YOUR ASSIGNMENT: Please copy everything from "Use of an extraperitoneal" down to "a transperitoneal route." in the prostatectomy article below, changing "significant advantages" to "clear benefits".

TEXT FOR ANALYSIS:

- Opening Delimiter -

Advantages of extraperitoneal laparoscopic, robotic radical prostatectomy confirmed

Article

Use of an extraperitoneal approach for either laparoscopic or robot-assisted radical prostatectomy yields excellent results and has significant advantages over performing these minimally invasive procedures via a transperitoneal route.

Key Points

"The majority of urologists who have trained to perform LRP or RARP use the transperitoneal approach because it is easier to learn," said lead author Jean V. Joseph, MD, MBA, associate professor of urology at the University of Rochester. "However, the extraperitoneal technique has advantages that potentially enable faster recovery and fewer complications over the longer term. That is perhaps why open radical prostatectomy has evolved to become an extraperitoneal procedure.

Dr. Joseph was the primary surgeon for the RARP cases in this review. Clement-Claude Abbou, MD, was the lead surgeon for the French series of laparoscopic cases.

- Closing Delimiter -

RECORDS SUPPLIED:
- Opening Delimiter -

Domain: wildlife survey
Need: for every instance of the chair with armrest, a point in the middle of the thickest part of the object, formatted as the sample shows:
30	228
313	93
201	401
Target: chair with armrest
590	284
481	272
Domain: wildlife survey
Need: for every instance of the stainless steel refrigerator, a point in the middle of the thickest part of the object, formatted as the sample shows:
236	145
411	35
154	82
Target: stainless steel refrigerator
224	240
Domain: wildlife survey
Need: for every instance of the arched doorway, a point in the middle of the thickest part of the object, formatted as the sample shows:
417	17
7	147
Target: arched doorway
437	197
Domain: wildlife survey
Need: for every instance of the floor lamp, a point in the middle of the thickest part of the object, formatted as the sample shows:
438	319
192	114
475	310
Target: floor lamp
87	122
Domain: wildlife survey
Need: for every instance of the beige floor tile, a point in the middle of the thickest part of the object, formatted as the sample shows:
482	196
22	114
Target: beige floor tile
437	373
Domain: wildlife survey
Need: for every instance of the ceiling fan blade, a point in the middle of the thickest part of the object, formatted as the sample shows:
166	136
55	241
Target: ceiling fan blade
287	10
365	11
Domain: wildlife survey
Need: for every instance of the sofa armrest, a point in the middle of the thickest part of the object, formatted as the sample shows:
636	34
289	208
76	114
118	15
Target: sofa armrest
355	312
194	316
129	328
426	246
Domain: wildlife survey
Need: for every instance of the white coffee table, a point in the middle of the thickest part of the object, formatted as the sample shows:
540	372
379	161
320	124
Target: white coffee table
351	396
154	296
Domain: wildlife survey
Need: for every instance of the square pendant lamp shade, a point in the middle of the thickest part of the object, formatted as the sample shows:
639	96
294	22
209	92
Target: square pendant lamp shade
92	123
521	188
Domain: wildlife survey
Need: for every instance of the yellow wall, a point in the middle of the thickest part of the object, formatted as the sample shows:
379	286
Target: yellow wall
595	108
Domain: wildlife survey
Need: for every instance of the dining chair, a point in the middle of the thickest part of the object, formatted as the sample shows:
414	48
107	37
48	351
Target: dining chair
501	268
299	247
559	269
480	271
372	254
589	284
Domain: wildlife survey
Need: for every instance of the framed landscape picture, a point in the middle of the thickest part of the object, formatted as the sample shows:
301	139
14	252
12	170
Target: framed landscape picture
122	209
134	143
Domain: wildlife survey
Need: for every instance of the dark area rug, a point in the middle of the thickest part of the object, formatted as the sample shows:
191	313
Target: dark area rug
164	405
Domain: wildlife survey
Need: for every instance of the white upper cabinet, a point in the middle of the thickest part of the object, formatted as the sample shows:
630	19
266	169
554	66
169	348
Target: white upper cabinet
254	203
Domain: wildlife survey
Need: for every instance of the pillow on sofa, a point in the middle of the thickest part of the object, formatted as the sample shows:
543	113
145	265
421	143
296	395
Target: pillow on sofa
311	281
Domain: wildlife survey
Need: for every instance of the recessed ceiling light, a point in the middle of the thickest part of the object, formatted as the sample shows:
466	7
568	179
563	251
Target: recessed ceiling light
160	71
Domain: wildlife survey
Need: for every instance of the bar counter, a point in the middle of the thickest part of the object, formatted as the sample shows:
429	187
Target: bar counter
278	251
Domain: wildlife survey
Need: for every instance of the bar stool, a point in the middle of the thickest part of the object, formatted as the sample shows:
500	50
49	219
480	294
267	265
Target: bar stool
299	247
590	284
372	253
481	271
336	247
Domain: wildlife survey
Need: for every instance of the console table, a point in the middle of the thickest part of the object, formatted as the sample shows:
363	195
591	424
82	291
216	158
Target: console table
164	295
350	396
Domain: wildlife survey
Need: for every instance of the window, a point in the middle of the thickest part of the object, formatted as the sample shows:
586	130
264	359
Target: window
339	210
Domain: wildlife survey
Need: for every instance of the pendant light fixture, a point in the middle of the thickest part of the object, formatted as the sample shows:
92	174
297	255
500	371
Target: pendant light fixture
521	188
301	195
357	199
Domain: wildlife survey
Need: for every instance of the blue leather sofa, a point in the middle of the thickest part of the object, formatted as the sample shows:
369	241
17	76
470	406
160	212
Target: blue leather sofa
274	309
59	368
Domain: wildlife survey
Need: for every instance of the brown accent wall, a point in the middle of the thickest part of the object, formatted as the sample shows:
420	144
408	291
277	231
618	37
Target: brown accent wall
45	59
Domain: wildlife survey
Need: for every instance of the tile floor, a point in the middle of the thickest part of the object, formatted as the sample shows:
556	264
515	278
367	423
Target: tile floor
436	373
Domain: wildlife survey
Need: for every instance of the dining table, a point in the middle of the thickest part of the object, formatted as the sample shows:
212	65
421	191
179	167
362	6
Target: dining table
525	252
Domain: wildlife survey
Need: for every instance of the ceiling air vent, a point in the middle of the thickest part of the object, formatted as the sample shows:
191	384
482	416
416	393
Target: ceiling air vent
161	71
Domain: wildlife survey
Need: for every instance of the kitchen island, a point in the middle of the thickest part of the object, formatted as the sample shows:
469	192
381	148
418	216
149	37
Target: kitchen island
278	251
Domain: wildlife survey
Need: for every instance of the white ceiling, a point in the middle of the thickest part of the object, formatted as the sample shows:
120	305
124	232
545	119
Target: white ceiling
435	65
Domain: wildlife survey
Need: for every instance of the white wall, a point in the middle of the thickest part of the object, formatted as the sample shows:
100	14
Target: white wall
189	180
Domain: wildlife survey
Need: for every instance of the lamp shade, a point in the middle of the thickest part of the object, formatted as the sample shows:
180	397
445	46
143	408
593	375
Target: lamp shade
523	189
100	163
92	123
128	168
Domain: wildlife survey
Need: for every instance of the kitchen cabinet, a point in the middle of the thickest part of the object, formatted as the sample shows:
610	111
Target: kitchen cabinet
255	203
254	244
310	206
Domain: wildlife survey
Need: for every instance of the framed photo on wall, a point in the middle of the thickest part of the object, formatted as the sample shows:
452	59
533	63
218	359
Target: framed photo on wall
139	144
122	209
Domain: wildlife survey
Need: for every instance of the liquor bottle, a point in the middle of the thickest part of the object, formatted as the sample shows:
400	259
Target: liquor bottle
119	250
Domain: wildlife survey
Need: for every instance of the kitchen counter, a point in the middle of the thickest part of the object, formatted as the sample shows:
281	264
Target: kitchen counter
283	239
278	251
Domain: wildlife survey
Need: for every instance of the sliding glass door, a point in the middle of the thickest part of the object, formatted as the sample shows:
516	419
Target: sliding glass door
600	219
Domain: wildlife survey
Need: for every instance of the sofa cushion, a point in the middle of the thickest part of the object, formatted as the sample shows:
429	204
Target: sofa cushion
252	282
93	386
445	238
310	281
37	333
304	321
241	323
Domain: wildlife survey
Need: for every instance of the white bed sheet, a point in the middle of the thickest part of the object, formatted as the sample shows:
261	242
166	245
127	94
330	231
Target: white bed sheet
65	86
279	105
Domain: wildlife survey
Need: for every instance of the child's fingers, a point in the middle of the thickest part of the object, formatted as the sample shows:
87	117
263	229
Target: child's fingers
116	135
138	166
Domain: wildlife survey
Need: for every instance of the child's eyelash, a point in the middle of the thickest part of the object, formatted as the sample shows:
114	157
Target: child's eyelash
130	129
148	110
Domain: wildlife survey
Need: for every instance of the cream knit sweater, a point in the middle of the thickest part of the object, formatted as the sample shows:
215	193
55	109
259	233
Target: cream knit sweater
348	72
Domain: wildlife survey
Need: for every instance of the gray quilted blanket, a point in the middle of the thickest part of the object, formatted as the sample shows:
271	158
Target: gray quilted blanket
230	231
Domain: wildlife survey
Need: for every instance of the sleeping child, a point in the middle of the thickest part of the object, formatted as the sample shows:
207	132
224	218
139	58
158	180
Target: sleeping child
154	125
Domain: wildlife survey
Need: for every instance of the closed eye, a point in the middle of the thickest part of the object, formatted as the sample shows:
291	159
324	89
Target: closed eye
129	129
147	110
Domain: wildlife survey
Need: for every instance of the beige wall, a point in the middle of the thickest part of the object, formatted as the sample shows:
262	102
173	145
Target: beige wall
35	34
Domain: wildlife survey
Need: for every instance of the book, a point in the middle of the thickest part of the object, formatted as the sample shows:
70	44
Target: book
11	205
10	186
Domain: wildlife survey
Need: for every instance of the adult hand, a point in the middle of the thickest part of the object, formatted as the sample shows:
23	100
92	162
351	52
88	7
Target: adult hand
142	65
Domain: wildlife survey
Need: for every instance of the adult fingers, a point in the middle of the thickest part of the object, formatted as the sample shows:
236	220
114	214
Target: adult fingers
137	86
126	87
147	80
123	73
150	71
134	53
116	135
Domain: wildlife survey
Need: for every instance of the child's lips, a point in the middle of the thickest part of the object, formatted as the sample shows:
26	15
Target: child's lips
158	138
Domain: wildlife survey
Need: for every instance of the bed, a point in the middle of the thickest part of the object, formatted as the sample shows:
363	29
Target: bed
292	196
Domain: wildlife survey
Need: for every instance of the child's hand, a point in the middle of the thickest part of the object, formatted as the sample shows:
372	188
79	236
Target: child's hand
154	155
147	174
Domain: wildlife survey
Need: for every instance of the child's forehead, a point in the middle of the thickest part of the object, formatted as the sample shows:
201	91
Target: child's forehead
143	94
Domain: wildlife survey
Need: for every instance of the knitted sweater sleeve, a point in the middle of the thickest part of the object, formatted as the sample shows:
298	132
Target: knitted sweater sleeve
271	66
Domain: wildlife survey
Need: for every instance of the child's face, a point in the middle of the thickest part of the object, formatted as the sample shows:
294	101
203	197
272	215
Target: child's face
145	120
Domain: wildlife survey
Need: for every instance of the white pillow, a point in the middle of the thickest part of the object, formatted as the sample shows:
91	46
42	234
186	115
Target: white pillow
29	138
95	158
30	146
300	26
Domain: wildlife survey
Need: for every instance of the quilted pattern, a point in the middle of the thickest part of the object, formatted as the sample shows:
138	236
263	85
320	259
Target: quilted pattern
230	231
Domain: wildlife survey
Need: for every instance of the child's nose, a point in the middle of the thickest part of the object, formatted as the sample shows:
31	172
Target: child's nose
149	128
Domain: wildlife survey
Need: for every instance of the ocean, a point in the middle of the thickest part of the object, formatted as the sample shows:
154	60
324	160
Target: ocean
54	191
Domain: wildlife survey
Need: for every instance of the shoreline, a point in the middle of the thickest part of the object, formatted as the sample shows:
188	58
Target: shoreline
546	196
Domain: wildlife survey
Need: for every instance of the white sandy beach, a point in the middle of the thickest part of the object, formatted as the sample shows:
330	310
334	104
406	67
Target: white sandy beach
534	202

- Closing Delimiter -

OUTPUT:
Use of an extraperitoneal approach for either laparoscopic or robot-assisted radical prostatectomy yields excellent results and has clear benefits over performing these minimally invasive procedures via a transperitoneal route.